═══ EXCERPT TO READ

Vancouver was the setting for the second Canadian Operation Rescue. On December 15, more than 100 rescuers blocked the entrances to the Everywoman’s Health Clinic, Vancouver’s first freestanding abortuary recently opened at 44th and Victoria Drive.

The rescuers followed the now standard practice of every Operation Rescue: they blocked the three entrances to the abortuary and then passed the time quietly in prayer and singing.  When asked by police to move they refused and went limp as they were lifted on to stretchers for a trip to the paddy wagon.  73 rescuers were arrested and the abortuary was kept closed for six hours that day.

Operation Rescue began in the United States in November 1987 as an organized response to the sporadic rescues and sit-ins at abortuaries that had taken place for many years.  Directed by evangelical clergyman, Randall Terry, Operation Rescue now counts the number of rescues in the hundreds and more than 9,000 people have been arrested.  Operation Rescue has been a major advance for the pro-life movement as it has attracted the active participation of many Christians who had previously not been involved.

In Vancouver, among those arrested was Father Vincent Hawkswell, editor of the archdiocesan weekly the B.C. Catholic.  Father Hawkswell said it had been difficult to make the decision to join the rescue, but that he would do it again to save lives.

“Now I have no hesitation,” he said.  “We can’t have people deciding whether or not to kill their babies any more than we can have them choosing which side of the road to drive on.”

══════
═══ SOURCE DATA

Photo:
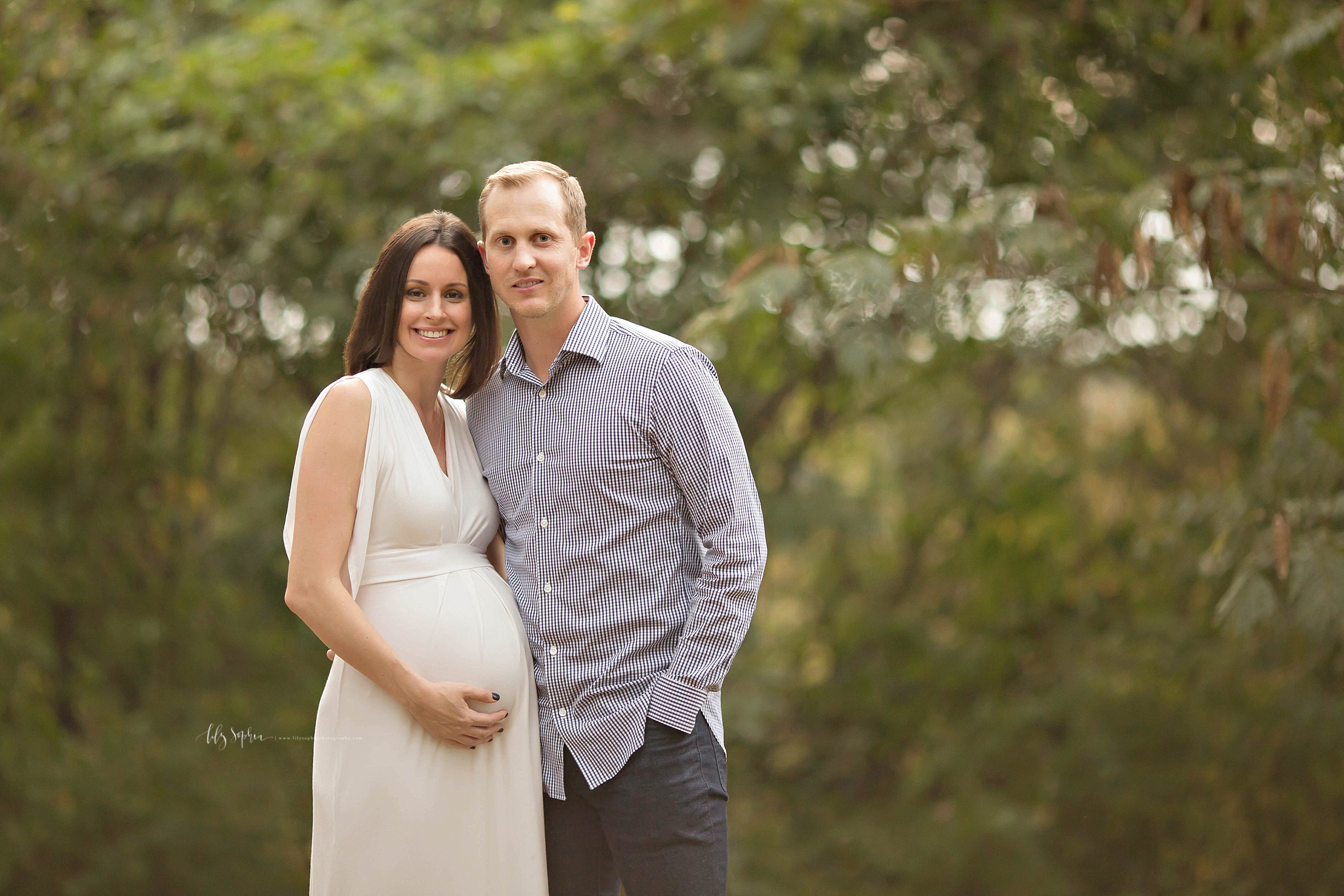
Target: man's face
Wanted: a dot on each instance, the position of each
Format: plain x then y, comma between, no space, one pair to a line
530,253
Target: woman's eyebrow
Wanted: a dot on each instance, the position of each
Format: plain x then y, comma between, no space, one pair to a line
425,283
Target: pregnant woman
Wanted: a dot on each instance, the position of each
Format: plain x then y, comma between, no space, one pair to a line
426,770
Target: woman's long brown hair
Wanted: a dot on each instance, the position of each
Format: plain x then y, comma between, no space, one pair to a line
373,336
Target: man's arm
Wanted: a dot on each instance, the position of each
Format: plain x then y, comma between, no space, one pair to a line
694,429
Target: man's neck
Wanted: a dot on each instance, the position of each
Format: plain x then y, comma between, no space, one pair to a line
543,337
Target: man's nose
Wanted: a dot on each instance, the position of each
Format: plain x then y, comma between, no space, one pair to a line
524,258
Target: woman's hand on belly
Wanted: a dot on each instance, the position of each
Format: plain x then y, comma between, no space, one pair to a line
440,707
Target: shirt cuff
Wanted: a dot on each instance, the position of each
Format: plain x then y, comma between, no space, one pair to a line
675,703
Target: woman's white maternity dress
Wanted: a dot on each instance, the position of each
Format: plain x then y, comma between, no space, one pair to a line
397,812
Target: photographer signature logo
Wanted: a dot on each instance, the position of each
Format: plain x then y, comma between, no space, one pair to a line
220,738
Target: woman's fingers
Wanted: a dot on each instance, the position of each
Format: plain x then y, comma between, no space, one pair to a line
487,719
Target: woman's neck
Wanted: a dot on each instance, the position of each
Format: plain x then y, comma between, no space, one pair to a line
421,381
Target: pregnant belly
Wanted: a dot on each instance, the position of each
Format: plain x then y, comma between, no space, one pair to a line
461,627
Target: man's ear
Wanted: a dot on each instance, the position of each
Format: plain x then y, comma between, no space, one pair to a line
586,245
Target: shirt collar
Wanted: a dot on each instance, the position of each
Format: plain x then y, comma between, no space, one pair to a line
588,336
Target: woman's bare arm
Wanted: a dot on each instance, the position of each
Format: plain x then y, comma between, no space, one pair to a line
317,590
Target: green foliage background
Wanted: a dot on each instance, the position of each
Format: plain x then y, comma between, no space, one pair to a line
1029,311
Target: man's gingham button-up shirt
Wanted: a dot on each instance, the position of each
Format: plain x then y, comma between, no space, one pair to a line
633,535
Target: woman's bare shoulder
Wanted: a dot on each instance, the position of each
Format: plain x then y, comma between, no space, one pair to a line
345,411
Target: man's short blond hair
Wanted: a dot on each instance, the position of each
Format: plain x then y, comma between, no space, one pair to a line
524,173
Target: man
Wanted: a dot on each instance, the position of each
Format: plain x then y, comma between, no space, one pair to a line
635,547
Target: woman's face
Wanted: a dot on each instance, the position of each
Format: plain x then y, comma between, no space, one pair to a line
436,306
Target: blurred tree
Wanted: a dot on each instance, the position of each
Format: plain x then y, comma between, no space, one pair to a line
1029,312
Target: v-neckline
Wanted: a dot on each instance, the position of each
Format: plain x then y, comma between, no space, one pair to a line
420,426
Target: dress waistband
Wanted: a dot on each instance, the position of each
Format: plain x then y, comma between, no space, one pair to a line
401,565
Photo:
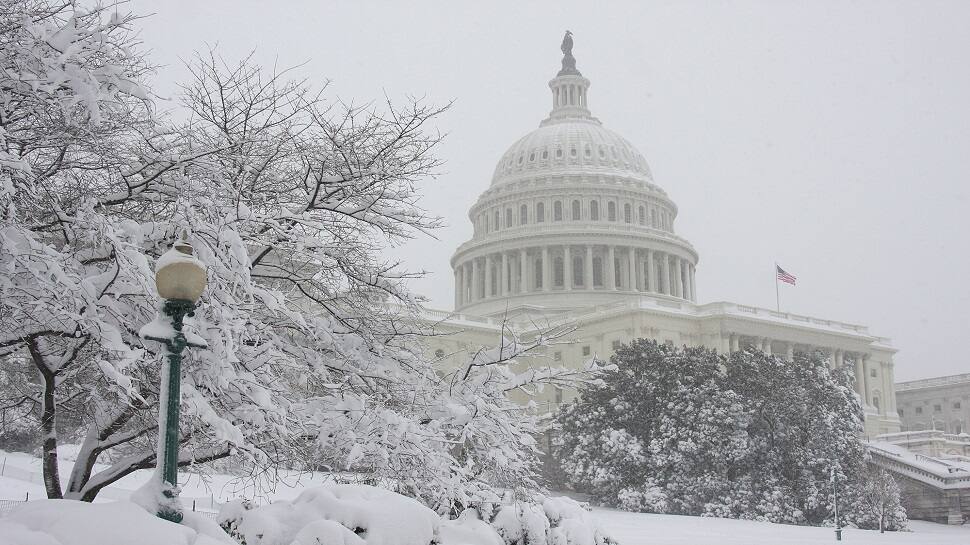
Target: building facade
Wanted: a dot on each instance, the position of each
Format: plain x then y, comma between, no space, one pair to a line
941,403
573,228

══════

*PROBLEM 1*. According to the article about the Vancouver rescue, how many rescuers were arrested?
*PROBLEM 2*. Why does the article about the Vancouver rescue say Operation Rescue has been a major advance for the pro-life movement?
*PROBLEM 3*. Copy the stretch of the article about the Vancouver rescue from "In Vancouver, among" through "to save lives.".
You will not need the lines for any of this.

*REPLY 1*. 73 rescuers were arrested.

*REPLY 2*. It has attracted the active participation of many Christians who had not been involved before.

*REPLY 3*.
In Vancouver, among those arrested was Father Vincent Hawkswell, editor of the archdiocesan weekly the B.C. Catholic.  Father Hawkswell said it had been difficult to make the decision to join the rescue, but that he would do it again to save lives.